● Requirement:
Take down each entry exactly as written.

● Extracted entries:
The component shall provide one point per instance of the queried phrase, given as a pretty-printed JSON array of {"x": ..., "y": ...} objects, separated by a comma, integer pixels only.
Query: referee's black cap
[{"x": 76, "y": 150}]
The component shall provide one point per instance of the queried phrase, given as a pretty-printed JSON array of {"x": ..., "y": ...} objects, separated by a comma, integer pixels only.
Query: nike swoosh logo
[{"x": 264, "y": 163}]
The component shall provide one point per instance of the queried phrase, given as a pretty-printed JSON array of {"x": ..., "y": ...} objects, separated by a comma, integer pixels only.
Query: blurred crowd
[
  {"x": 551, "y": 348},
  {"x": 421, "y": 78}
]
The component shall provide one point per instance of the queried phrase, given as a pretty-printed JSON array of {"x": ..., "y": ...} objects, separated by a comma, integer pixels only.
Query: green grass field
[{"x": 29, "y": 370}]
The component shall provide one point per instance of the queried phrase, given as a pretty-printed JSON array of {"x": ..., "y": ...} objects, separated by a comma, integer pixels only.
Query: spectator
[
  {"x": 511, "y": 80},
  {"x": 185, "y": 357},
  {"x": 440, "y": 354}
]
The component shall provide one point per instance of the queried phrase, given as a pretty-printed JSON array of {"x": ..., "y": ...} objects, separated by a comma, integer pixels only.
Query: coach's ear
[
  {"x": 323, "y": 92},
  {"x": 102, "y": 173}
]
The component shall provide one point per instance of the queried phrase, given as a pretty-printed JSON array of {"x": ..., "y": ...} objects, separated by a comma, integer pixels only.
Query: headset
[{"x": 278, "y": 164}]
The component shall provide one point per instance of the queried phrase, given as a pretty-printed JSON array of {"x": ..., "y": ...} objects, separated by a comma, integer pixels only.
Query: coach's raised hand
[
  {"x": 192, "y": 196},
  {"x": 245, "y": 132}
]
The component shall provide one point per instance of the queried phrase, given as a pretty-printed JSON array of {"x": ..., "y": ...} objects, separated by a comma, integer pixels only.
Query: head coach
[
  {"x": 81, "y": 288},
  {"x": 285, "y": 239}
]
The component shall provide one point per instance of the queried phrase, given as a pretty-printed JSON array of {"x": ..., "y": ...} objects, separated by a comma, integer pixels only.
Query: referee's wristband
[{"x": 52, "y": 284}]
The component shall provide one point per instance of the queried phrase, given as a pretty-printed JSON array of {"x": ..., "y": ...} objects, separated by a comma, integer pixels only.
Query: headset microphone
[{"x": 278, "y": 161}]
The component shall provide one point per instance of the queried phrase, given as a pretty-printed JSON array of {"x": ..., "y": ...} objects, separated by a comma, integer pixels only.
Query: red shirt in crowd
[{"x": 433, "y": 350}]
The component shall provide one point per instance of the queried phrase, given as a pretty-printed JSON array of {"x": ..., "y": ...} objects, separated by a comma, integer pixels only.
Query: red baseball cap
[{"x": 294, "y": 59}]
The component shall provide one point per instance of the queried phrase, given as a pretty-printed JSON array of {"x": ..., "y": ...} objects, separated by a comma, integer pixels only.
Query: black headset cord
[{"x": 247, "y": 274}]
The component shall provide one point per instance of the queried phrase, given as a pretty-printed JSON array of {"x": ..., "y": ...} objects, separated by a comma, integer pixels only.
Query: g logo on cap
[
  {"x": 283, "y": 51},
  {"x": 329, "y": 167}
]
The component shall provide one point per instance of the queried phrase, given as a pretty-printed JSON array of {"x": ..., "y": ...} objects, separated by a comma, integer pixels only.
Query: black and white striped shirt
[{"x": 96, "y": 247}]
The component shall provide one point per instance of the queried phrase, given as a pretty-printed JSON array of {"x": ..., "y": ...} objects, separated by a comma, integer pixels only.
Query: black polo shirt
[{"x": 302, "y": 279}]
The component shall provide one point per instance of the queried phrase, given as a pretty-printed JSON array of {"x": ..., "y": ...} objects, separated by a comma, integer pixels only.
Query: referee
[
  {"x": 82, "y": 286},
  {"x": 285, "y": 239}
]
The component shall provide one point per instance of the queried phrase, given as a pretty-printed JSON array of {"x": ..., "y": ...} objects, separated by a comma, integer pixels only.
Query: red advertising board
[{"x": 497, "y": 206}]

● The output:
The component shall provide one point per instance of the queried phrase, given as a pretty-printed JSON array of {"x": ..., "y": ...} objects, separated by a comma, integer pixels only.
Query: referee's black cap
[{"x": 76, "y": 150}]
The component shall provide one point per instance of the queried phrase, given as a pretty-printed JSON array of {"x": ..., "y": ...} objects, separated by a comma, integer pixels only.
Query: nike swoosh logo
[{"x": 264, "y": 163}]
The component shall provide one point per instance of the queried phrase, given as a pretty-printed JSON array of {"x": ..., "y": ...} objects, separated by a comma, integer pixels only.
Query: blurred crowd
[
  {"x": 551, "y": 348},
  {"x": 421, "y": 78}
]
The component shall provide one point per instance of the queried phrase, given as a pretty-printed JSON array of {"x": ..., "y": ...} objects, separated by a comma, integer pixels only.
Query: green grass field
[{"x": 29, "y": 370}]
The component shall provide one point per instance of the queried phrase, given as a pretty-printed JSON array of {"x": ..., "y": ...} objects, separated by a comma, integer pixels only.
Query: spectator
[
  {"x": 511, "y": 80},
  {"x": 185, "y": 357},
  {"x": 440, "y": 354}
]
The component shall provide one point per instance of the queried phrase, given as a pretty-printed JSON array of {"x": ..., "y": ...} objects, separated by a comma, integer pixels only.
Query: coach's ear
[
  {"x": 323, "y": 92},
  {"x": 102, "y": 173}
]
The component shall provide one point per instance of the queried phrase, given as a pretty-printed JSON array of {"x": ..., "y": ...} objects, separated by a comma, integer pixels only.
Query: headset
[{"x": 278, "y": 164}]
The component shall provide one point per instance of the queried phrase, given as a pretty-printed JSON array of {"x": ..., "y": ...} objects, separated by a comma, integer pixels only.
Query: coach's raised hand
[
  {"x": 192, "y": 196},
  {"x": 245, "y": 132}
]
The component shall provide one point per instance of the queried phrase, given as a pretty-printed JSON array of {"x": ..., "y": ...} objects, separated by a comma, integer pixels only.
Query: head coach
[
  {"x": 81, "y": 288},
  {"x": 285, "y": 239}
]
The component shall provide one point per instance of the queried phrase, given as a pretty-printed JSON array of {"x": ..., "y": ...} objects, separated by a comma, integer pixels only.
Query: referee's wristband
[{"x": 52, "y": 284}]
The component shall provide one point per instance of the queried phrase, given as a pretty-printed JSON array of {"x": ..., "y": ...} objects, separated by a comma, integer pixels only.
Query: headset microphone
[{"x": 278, "y": 161}]
The component shall provide one point per instance of the queried phrase, given as a pretty-printed JSON array of {"x": ..., "y": ...} objects, separated by a comma, integer pixels only.
Query: red shirt in crowd
[{"x": 433, "y": 350}]
The component shall provide one point per instance of the queried phrase, given as a pretty-printed JSON array of {"x": ..., "y": ...} objects, separated by a comma, integer pixels only.
Query: red baseball cap
[{"x": 294, "y": 59}]
The component shall provide one point per instance of the queried phrase, given as a pretty-printed JSON array of {"x": ..., "y": ...} objects, separated by a comma, integer pixels only.
Query: black headset cord
[{"x": 247, "y": 274}]
The component shall provide one point per instance of the queried phrase, given as a pretty-printed JSON array of {"x": ..., "y": ...} objects, separated by a comma, integer pixels only.
Query: g logo on cap
[
  {"x": 283, "y": 51},
  {"x": 329, "y": 167}
]
The component shall provide one point per instance of the queried phrase, given as a pretty-printed JSON array of {"x": ..., "y": ...} objects, separated by a comma, integer pixels only.
Query: black and white striped shirt
[{"x": 96, "y": 247}]
The component shall provide one point per instance of the queried phrase, given as a pretty-printed JSON array of {"x": ..., "y": ...} objects, separated by a comma, integer pixels only.
Query: black polo shirt
[{"x": 302, "y": 279}]
The component shall provide one point per instance of the queried phrase, given as a pretty-printed JSON array of {"x": ..., "y": ...} objects, separated by a comma, integer pixels only.
Query: referee
[
  {"x": 82, "y": 286},
  {"x": 285, "y": 239}
]
The component shall provide one point per instance of the queried phrase, given as a pretty-printed JSON array of {"x": ..., "y": ...} objects, separated by a comma, integer pixels only.
Query: red advertising board
[{"x": 497, "y": 206}]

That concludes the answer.